**Task to carry out:** From the first line to the last, copy the listing exactly and omit the images.

*-*-*

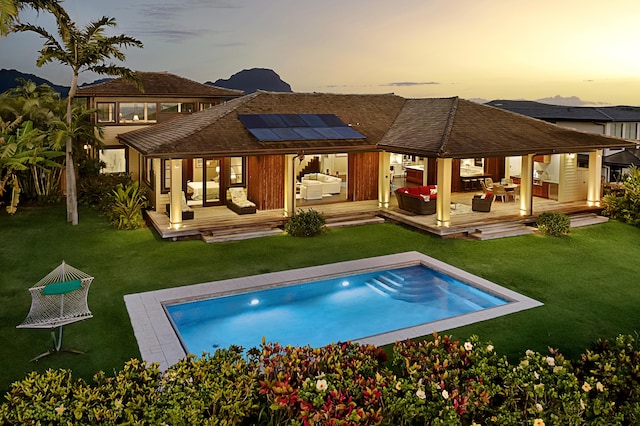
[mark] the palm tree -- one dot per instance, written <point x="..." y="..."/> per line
<point x="86" y="49"/>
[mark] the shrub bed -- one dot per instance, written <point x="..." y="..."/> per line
<point x="431" y="382"/>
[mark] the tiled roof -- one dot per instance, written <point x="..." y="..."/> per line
<point x="569" y="113"/>
<point x="458" y="128"/>
<point x="156" y="84"/>
<point x="217" y="130"/>
<point x="623" y="158"/>
<point x="449" y="127"/>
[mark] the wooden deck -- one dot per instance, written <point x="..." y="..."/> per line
<point x="221" y="224"/>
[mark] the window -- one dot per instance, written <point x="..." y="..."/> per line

*-*-*

**Output of the task:**
[mark] the palm tree -- one dot per instance, written <point x="..." y="..."/> per line
<point x="86" y="49"/>
[mark] the shrub bed -- one dot per instance, written <point x="..." y="..."/> per line
<point x="431" y="382"/>
[mark] the tiled roof -- one dot per instance, written <point x="..." y="..."/> per line
<point x="569" y="113"/>
<point x="458" y="128"/>
<point x="156" y="84"/>
<point x="217" y="130"/>
<point x="623" y="158"/>
<point x="449" y="127"/>
[mark] the wooden deck -- one dot per instance, written <point x="..." y="..."/> per line
<point x="221" y="224"/>
[mark] the window -- one dot per instance, written <point x="..." y="..."/> per line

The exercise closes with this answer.